Supplied passage:
Published by: Jeralaine G. Larios
Date Published: July 31, 2025
Time Published: 4:30 PM
Category: Prose
Subject: The author’s quiet longing for old-fashioned love.
I wonder if I was born too late—for handwritten letters, for porchlight promises.
Because my heart doesn’t fall for stories told online—it longs for the slow, the quiet kind. For footsteps pacing softly by the gate, rehearsing lines and hoping it's not too late. For voices that shake, not out of fright, but from the hope of getting it right. For hearts that show up, not flawless or grand, but open, honest, with trembling hands.
I catch myself imagining what it's like to be courted—not just talked to, but wooed. Slowly. Patiently. Gently. To be seen as someone worth waiting for. To be written about in a letter that took three days to compose. To fall in love not with a profile or post, but with the way they show up—present, patient, and close.

Extracted entries:

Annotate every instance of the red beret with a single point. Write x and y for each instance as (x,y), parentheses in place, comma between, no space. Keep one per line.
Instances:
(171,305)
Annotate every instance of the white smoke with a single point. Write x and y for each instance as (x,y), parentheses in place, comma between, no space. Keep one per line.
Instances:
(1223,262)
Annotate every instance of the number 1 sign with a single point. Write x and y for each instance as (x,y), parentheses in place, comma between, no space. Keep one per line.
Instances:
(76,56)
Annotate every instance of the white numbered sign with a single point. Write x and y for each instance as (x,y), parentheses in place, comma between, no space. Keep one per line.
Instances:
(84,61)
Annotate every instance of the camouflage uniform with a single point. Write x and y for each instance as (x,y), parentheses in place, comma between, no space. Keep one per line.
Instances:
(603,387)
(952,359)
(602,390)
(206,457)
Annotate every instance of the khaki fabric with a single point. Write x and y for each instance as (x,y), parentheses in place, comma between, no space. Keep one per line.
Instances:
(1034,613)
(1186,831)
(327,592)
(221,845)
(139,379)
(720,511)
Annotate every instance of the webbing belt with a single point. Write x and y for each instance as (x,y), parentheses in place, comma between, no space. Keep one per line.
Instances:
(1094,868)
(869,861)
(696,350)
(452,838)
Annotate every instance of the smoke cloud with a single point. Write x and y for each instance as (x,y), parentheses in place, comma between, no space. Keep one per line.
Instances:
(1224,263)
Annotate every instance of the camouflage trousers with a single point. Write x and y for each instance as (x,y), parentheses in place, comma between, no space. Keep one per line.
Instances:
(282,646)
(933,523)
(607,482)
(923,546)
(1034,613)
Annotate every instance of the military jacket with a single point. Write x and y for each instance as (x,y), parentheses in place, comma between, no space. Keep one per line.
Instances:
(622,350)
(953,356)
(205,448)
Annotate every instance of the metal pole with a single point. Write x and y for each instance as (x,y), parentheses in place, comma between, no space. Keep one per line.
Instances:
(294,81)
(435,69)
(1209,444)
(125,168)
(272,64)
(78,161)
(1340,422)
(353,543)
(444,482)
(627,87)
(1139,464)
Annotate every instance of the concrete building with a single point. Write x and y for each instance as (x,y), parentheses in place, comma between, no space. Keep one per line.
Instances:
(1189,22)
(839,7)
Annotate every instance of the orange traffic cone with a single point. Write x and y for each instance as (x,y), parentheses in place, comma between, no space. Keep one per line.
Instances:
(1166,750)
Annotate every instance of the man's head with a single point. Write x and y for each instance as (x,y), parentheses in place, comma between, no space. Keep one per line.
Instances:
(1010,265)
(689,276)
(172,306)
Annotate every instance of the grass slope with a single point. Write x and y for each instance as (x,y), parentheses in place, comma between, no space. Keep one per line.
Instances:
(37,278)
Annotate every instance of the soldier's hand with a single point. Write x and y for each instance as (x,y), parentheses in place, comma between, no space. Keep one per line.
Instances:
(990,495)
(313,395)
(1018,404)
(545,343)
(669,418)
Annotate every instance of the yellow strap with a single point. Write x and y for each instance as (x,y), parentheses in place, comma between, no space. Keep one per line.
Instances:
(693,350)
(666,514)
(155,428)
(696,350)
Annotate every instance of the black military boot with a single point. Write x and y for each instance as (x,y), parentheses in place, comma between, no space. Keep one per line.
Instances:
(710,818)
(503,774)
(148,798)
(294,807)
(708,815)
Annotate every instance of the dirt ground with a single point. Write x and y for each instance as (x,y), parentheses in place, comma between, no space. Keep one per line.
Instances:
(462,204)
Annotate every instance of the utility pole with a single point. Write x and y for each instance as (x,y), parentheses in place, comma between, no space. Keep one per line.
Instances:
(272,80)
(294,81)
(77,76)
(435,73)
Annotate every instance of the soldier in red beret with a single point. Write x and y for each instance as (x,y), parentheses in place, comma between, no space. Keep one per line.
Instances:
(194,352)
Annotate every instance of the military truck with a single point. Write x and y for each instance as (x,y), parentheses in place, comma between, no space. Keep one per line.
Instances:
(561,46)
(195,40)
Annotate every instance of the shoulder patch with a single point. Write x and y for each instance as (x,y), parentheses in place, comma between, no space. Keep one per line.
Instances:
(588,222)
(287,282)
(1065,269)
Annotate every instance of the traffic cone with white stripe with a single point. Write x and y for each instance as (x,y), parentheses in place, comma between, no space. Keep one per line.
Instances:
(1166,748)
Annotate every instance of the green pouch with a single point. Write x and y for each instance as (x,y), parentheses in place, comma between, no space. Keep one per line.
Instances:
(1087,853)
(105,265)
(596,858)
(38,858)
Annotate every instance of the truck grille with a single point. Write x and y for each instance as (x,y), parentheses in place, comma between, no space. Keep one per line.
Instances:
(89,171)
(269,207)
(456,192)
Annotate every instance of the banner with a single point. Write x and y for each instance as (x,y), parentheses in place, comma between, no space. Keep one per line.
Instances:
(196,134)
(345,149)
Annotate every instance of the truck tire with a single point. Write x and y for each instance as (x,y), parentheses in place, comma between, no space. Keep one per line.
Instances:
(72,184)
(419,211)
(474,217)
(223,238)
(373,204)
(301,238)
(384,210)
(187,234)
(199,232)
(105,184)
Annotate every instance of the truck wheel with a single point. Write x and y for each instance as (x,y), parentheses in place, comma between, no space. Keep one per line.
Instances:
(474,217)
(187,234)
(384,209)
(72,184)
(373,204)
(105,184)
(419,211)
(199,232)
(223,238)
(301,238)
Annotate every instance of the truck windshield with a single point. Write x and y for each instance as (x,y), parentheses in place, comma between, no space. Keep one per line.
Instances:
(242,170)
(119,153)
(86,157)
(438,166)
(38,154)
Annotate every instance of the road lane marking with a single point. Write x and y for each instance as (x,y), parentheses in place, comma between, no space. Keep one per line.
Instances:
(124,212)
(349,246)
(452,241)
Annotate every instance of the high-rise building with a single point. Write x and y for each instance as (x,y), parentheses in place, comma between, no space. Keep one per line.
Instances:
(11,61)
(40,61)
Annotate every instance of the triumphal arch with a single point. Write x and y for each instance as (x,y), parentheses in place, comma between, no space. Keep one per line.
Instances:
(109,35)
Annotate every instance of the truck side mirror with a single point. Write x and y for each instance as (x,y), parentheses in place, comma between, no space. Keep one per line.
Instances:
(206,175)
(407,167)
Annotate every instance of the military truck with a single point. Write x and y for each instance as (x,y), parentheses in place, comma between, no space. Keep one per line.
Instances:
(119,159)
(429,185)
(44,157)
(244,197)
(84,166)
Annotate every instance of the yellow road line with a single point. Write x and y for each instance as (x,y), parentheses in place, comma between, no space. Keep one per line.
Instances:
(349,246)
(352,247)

To do:
A: In the prose piece on old-fashioned love, how long did the imagined letter take to compose?
B: Proceed with the prose piece on old-fashioned love from the point where it stops, keeping its voice.
None of the lines above are needed for this work.

Results:
A: Three days.

B:
Sometimes, my heart returns to the stories I grew up hearing—of boys in the rain, strumming songs you’d long to hear. Of girls who’d peek from behind their fans with care, while families in the sala pretended not to stare.
And I can’t help but ache for that kind of love—the slow, uncertain, brave kind. The kind that didn’t need instant replies to feel real. The kind that lingered quietly, but stayed.
It may sound silly, I know. But still, a part of me waits—hoping to be loved like that, with patience—with presence.
Maybe that kind of love doesn’t knock loudly anymore. But every now and then, I leave the porch light on—for the kind of love that knows how to return.